TEXT BLOCK ->
=== Section Start ===

Marriage Story

On the surface, Noah Baumbach’s films all seem to be about the same subject matter: upper class White Anglo Saxon Protestant couples whose relationships are failing because either one or both partners are selfish and self absorbed. It was like this for the refreshing The Squid and the Whale, While We’re Young, and to some extent The Meyerowitz Stories which somewhat parallels the story in Wes Anderson’s darling The Royal Tenenbaums. But where those films have a more comedic undertone, Marriage Story is organic and real, serving a gut wrenching tale about the disillusionment and horrific pain of divorce without the lightheartedness of its predecessors.

The film centers around Charlie (Adam Driver) and Nicole Barber (Scarlett Johansson), who are in the midst of a separation. Charlie is a self made New York playwright and director while Nicole is his star actress, mainly recognized, however, for a teen movie she was in early in her career in which she exposed her breasts. When Nicole is offered a movie role in Los Angeles and Charlie gets a chance to have his play shown on Broadway, they agree that their son Henry (Azhy Robertson) will be better off in California with Nicole; it is where her family is and where it would afford Henry some time with his cousins. While out in California, Nicole sets up a meeting with family lawyer Nora (Laura Dern) and everything she couldn’t say in the couples counseling comes spilling out. Though the couple had initially agreed to forgo any type of legal action and split amicably, Nicole hires Nora, leaving Charlie baffled, blindsided, and desperate to get off his heels on the defensive. Most importantly, it is where he begins to see that their relationship could not be saved.

=== Section End ===

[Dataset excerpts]
=== Section Start ===

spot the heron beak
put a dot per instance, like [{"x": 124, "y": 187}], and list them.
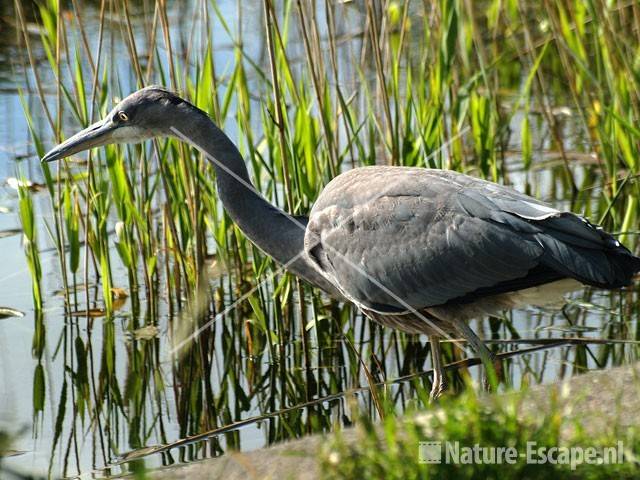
[{"x": 96, "y": 135}]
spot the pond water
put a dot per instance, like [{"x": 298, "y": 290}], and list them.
[{"x": 140, "y": 399}]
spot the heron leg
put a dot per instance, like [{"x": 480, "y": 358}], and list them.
[
  {"x": 439, "y": 384},
  {"x": 493, "y": 373}
]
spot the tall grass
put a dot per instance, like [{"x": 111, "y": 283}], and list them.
[{"x": 321, "y": 88}]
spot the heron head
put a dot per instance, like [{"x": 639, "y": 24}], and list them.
[{"x": 147, "y": 113}]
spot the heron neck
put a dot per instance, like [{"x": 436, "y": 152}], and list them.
[{"x": 275, "y": 232}]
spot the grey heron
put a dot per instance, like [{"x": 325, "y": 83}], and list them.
[{"x": 415, "y": 249}]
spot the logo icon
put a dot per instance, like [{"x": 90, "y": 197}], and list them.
[{"x": 430, "y": 452}]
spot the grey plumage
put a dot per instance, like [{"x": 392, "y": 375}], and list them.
[
  {"x": 436, "y": 237},
  {"x": 416, "y": 249}
]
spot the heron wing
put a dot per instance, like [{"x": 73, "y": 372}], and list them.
[{"x": 392, "y": 238}]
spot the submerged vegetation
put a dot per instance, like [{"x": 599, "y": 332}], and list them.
[{"x": 173, "y": 324}]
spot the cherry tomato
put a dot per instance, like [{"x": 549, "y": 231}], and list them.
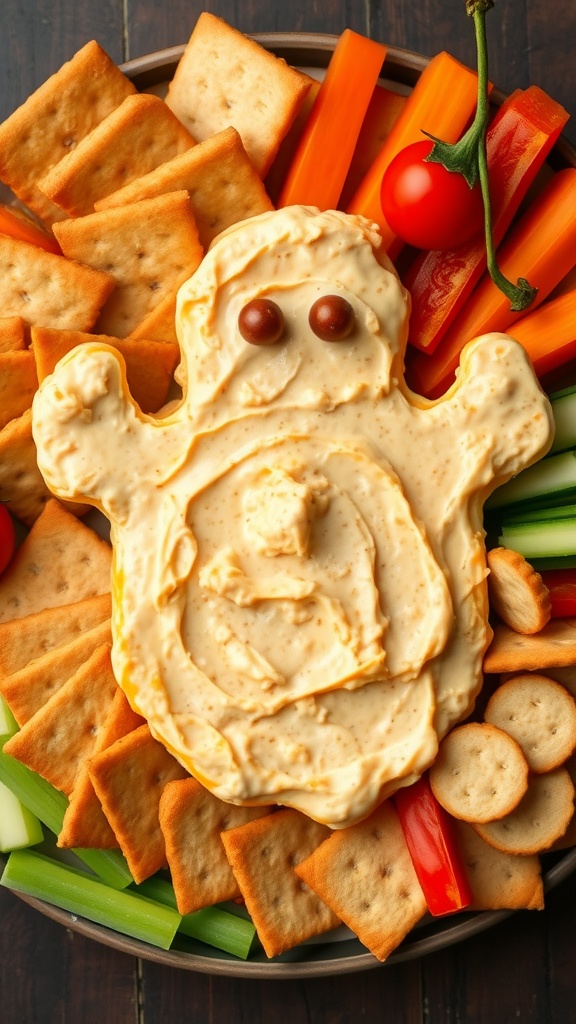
[
  {"x": 427, "y": 206},
  {"x": 7, "y": 538}
]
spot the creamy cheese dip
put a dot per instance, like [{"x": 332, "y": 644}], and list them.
[{"x": 299, "y": 598}]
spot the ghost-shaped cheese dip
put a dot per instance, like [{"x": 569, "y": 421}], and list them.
[{"x": 298, "y": 581}]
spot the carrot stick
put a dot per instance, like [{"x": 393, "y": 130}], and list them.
[
  {"x": 442, "y": 103},
  {"x": 541, "y": 247},
  {"x": 519, "y": 139},
  {"x": 319, "y": 169}
]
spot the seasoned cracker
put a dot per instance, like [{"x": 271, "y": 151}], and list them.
[
  {"x": 192, "y": 819},
  {"x": 23, "y": 640},
  {"x": 133, "y": 139},
  {"x": 149, "y": 248},
  {"x": 263, "y": 855},
  {"x": 499, "y": 881},
  {"x": 62, "y": 560},
  {"x": 221, "y": 182},
  {"x": 517, "y": 592},
  {"x": 540, "y": 818},
  {"x": 52, "y": 121},
  {"x": 63, "y": 734},
  {"x": 365, "y": 875},
  {"x": 30, "y": 688},
  {"x": 540, "y": 715},
  {"x": 480, "y": 773},
  {"x": 128, "y": 778},
  {"x": 150, "y": 365},
  {"x": 553, "y": 646},
  {"x": 223, "y": 79}
]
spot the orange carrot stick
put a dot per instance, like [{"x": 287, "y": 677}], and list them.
[
  {"x": 442, "y": 103},
  {"x": 320, "y": 166},
  {"x": 541, "y": 248}
]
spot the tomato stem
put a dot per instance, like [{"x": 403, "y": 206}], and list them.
[{"x": 467, "y": 157}]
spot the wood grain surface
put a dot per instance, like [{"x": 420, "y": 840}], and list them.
[{"x": 524, "y": 970}]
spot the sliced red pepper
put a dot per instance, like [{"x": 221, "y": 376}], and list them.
[
  {"x": 518, "y": 141},
  {"x": 433, "y": 848},
  {"x": 562, "y": 588}
]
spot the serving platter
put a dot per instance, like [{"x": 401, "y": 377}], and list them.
[{"x": 336, "y": 953}]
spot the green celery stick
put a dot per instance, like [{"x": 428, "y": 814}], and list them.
[
  {"x": 213, "y": 926},
  {"x": 49, "y": 805},
  {"x": 35, "y": 875}
]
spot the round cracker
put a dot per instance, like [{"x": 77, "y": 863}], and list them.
[
  {"x": 517, "y": 592},
  {"x": 480, "y": 773},
  {"x": 540, "y": 715},
  {"x": 540, "y": 819}
]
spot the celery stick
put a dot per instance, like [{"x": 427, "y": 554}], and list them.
[
  {"x": 38, "y": 876},
  {"x": 213, "y": 926},
  {"x": 18, "y": 827},
  {"x": 49, "y": 805}
]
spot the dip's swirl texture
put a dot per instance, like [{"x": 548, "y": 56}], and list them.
[{"x": 299, "y": 599}]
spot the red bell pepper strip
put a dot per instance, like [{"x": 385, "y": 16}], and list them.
[
  {"x": 433, "y": 849},
  {"x": 518, "y": 141}
]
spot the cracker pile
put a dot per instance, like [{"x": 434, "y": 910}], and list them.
[{"x": 134, "y": 189}]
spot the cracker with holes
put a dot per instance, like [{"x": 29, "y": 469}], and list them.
[
  {"x": 223, "y": 79},
  {"x": 150, "y": 365},
  {"x": 148, "y": 248},
  {"x": 517, "y": 592},
  {"x": 540, "y": 715},
  {"x": 59, "y": 737},
  {"x": 52, "y": 121},
  {"x": 366, "y": 876},
  {"x": 134, "y": 138},
  {"x": 43, "y": 288},
  {"x": 499, "y": 881},
  {"x": 263, "y": 855},
  {"x": 480, "y": 773},
  {"x": 128, "y": 778},
  {"x": 541, "y": 817},
  {"x": 218, "y": 177},
  {"x": 192, "y": 820}
]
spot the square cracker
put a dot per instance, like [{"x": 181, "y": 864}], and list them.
[
  {"x": 23, "y": 640},
  {"x": 128, "y": 778},
  {"x": 150, "y": 248},
  {"x": 224, "y": 78},
  {"x": 150, "y": 365},
  {"x": 43, "y": 288},
  {"x": 30, "y": 688},
  {"x": 53, "y": 120},
  {"x": 60, "y": 560},
  {"x": 218, "y": 177},
  {"x": 135, "y": 137},
  {"x": 192, "y": 819},
  {"x": 263, "y": 855},
  {"x": 366, "y": 875},
  {"x": 64, "y": 732}
]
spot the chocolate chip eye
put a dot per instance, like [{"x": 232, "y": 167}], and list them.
[
  {"x": 331, "y": 317},
  {"x": 261, "y": 322}
]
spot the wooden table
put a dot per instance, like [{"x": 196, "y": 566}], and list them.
[{"x": 523, "y": 970}]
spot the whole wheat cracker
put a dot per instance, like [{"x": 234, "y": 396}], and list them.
[
  {"x": 192, "y": 819},
  {"x": 540, "y": 715},
  {"x": 134, "y": 137},
  {"x": 60, "y": 560},
  {"x": 263, "y": 855},
  {"x": 23, "y": 640},
  {"x": 30, "y": 688},
  {"x": 53, "y": 120},
  {"x": 150, "y": 365},
  {"x": 365, "y": 875},
  {"x": 219, "y": 178},
  {"x": 224, "y": 78},
  {"x": 149, "y": 248}
]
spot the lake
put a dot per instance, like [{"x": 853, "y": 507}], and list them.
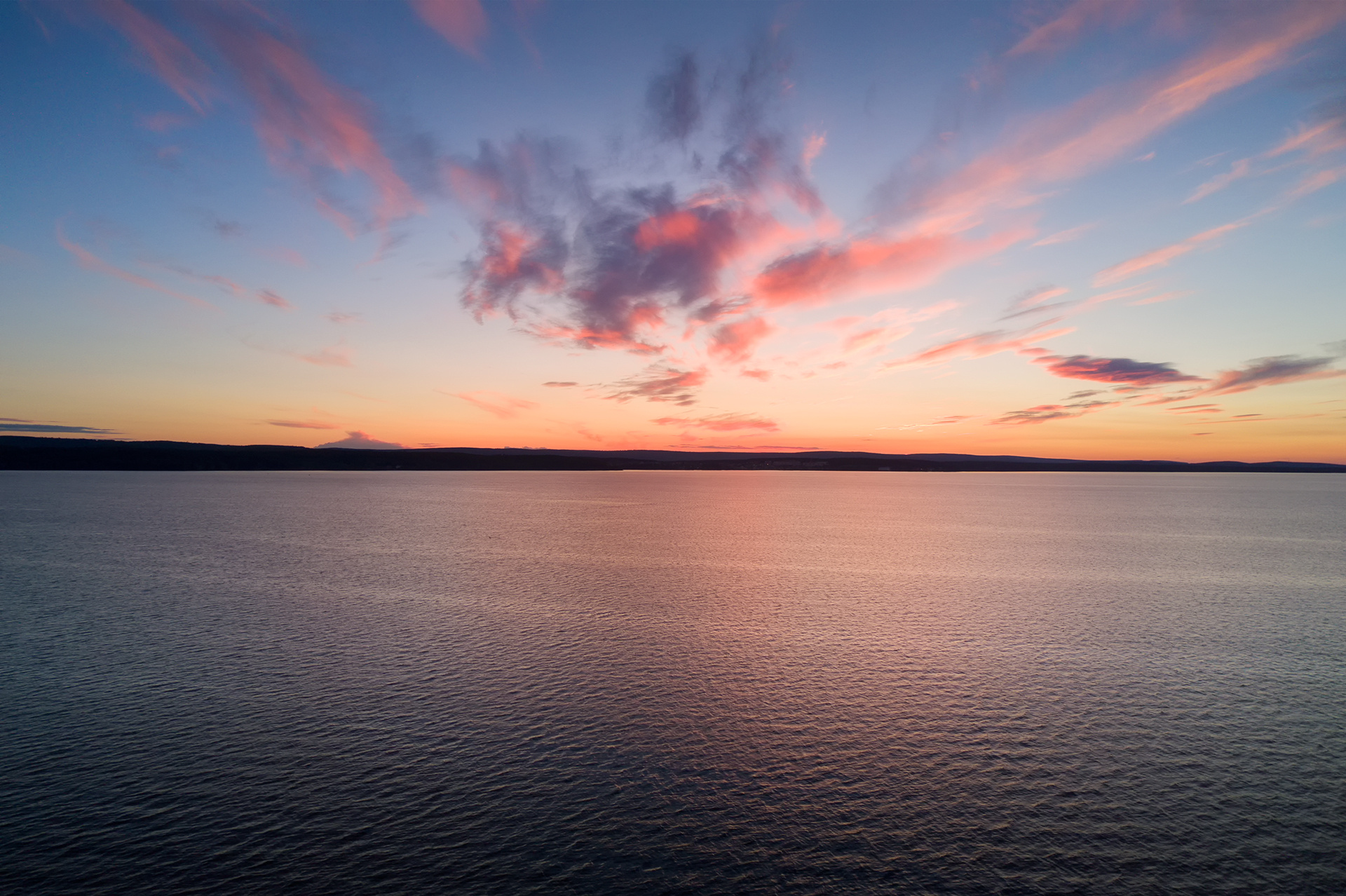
[{"x": 673, "y": 682}]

=== Section End ===

Duplicate the part of the Marriage Story review that starts with "On the surface, Noah" and goes on through "of its predecessors.".

On the surface, Noah Baumbach’s films all seem to be about the same subject matter: upper class White Anglo Saxon Protestant couples whose relationships are failing because either one or both partners are selfish and self absorbed. It was like this for the refreshing The Squid and the Whale, While We’re Young, and to some extent The Meyerowitz Stories which somewhat parallels the story in Wes Anderson’s darling The Royal Tenenbaums. But where those films have a more comedic undertone, Marriage Story is organic and real, serving a gut wrenching tale about the disillusionment and horrific pain of divorce without the lightheartedness of its predecessors.